### Aim of the task:
Report each line in the material below that contains the string "dark". Matches are case-sensitive.

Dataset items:
----------------------------------------
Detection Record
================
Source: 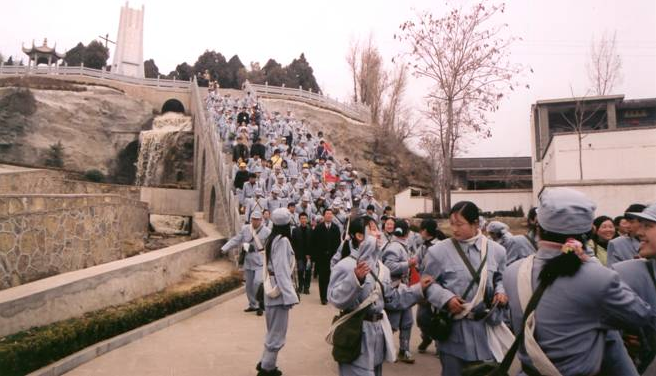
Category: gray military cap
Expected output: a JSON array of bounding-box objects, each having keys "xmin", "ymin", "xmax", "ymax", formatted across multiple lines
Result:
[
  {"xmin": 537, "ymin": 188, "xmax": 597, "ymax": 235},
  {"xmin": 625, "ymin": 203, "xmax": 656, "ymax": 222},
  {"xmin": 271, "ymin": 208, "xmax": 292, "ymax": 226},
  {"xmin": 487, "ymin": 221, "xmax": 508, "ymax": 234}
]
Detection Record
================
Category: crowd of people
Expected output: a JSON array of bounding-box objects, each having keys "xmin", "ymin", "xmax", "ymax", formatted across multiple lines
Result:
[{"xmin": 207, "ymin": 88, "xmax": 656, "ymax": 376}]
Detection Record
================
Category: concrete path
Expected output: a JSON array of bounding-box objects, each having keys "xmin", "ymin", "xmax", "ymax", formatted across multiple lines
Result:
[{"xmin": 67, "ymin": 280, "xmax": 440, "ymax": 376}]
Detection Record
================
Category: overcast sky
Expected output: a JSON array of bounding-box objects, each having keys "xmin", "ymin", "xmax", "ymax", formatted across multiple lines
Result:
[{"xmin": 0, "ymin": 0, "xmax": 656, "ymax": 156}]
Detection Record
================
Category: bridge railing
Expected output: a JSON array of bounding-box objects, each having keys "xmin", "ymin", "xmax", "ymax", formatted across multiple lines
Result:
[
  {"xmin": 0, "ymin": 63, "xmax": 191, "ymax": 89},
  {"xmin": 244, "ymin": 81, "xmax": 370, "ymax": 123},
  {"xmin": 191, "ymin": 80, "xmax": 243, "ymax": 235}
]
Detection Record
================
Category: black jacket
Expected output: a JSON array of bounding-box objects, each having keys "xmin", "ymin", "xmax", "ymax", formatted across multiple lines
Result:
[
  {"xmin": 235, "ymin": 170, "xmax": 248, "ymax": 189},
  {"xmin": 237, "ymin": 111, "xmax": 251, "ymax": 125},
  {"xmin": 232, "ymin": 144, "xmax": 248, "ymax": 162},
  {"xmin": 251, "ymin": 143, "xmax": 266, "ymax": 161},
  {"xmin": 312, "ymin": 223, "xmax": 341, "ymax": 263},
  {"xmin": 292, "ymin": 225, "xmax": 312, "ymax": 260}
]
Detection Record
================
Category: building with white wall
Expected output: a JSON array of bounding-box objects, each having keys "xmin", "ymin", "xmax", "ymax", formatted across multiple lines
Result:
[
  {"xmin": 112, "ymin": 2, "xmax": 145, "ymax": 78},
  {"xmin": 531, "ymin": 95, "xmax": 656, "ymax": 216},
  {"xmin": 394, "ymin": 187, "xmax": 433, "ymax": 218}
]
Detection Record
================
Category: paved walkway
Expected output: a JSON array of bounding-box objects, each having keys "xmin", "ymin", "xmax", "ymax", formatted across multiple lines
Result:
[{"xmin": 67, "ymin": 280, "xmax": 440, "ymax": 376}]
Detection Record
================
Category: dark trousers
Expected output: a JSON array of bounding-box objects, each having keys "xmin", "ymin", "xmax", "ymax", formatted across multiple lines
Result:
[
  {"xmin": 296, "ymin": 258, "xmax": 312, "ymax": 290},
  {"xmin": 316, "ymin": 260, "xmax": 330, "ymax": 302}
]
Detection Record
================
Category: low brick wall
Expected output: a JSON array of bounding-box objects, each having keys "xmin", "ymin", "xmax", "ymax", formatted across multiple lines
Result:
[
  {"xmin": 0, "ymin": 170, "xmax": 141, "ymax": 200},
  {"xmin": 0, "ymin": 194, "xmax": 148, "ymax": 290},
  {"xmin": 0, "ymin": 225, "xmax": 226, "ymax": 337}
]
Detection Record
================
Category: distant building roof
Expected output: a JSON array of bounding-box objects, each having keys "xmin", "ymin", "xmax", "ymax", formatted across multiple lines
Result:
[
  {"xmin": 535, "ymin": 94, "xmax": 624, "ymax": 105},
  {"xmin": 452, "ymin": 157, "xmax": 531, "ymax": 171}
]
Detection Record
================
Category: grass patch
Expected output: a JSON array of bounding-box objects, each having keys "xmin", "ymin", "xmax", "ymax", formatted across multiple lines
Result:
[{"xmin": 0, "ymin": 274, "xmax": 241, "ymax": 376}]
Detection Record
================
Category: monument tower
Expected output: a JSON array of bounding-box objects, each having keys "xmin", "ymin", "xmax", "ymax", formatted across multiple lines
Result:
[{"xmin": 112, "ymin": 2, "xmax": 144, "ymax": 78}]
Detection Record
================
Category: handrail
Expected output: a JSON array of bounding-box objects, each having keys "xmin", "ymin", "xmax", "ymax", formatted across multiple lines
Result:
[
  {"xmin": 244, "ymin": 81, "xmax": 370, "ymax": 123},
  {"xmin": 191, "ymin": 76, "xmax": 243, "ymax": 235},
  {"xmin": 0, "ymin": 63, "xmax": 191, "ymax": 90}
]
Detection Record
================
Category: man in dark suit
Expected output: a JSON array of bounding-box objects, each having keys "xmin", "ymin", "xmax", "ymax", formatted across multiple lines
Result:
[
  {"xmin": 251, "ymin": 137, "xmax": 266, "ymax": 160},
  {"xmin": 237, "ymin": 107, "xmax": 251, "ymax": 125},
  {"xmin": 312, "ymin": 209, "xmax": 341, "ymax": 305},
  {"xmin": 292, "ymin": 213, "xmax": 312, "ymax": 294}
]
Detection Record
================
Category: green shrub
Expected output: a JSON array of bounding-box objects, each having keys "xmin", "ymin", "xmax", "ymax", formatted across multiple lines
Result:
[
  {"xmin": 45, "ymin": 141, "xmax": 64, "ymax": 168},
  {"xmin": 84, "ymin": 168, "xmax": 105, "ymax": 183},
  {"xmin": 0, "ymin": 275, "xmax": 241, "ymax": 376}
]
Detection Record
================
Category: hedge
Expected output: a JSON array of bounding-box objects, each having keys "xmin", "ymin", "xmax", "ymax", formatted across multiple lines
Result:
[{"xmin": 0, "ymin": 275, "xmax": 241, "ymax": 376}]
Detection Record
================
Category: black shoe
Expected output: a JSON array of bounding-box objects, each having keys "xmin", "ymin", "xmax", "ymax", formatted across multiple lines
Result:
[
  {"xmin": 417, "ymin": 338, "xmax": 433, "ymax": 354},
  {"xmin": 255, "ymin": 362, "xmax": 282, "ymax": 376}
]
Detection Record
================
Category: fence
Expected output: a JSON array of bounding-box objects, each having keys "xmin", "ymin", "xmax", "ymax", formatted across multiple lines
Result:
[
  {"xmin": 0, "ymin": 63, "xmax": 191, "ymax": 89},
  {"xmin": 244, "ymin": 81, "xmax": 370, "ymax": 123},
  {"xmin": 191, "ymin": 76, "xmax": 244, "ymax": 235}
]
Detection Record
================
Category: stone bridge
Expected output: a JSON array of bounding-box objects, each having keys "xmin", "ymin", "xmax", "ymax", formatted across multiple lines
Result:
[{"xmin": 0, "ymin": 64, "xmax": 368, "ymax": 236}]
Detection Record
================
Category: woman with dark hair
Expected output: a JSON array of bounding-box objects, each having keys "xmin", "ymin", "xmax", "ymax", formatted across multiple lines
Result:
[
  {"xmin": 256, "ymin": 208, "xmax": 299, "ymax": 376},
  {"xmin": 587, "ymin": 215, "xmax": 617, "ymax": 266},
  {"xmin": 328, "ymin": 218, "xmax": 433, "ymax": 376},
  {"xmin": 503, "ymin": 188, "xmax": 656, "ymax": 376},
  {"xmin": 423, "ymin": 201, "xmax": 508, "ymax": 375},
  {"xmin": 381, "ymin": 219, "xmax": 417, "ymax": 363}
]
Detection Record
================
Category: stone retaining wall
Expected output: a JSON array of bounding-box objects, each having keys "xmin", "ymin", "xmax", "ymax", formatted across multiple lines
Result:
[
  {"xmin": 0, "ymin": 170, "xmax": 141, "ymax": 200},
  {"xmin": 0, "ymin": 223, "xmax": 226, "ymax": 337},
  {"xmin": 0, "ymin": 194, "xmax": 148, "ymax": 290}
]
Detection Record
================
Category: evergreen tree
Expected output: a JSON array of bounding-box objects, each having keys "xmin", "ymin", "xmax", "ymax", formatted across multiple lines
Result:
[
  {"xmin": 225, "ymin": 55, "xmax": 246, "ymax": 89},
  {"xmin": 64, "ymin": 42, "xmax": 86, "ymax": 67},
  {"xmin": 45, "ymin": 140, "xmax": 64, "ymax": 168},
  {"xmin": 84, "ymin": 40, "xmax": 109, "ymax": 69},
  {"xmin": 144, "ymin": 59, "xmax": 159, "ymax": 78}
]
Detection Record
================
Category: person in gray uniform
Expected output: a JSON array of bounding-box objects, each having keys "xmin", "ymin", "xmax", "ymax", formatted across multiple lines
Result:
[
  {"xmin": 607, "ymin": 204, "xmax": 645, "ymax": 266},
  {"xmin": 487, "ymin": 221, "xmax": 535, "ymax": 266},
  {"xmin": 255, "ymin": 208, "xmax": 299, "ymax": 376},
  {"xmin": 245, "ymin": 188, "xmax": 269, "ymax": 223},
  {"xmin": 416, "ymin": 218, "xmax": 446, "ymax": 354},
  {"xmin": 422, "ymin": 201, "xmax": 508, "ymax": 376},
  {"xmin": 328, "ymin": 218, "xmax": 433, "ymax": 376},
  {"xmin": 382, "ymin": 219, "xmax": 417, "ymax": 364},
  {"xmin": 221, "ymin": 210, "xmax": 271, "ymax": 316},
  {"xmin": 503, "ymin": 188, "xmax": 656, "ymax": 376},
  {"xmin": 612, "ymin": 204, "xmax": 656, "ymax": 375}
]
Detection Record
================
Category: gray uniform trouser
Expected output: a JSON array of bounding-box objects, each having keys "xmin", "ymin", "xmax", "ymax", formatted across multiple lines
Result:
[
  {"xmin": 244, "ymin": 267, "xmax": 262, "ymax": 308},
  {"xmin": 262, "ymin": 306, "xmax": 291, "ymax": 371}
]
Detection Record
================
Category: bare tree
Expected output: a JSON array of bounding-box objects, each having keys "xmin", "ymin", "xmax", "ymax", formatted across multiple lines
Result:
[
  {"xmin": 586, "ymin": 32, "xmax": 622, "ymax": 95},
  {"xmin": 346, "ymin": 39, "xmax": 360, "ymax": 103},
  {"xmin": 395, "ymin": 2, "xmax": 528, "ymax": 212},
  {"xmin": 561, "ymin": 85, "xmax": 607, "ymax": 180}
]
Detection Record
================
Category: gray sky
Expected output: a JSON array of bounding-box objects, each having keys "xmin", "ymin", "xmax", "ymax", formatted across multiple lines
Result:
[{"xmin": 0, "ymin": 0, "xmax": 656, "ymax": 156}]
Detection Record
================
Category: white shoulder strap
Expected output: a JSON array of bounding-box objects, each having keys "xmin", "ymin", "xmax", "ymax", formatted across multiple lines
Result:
----------------------------------------
### Solution for this task:
Category: dark trousers
Category: man in dark suit
Category: woman with dark hair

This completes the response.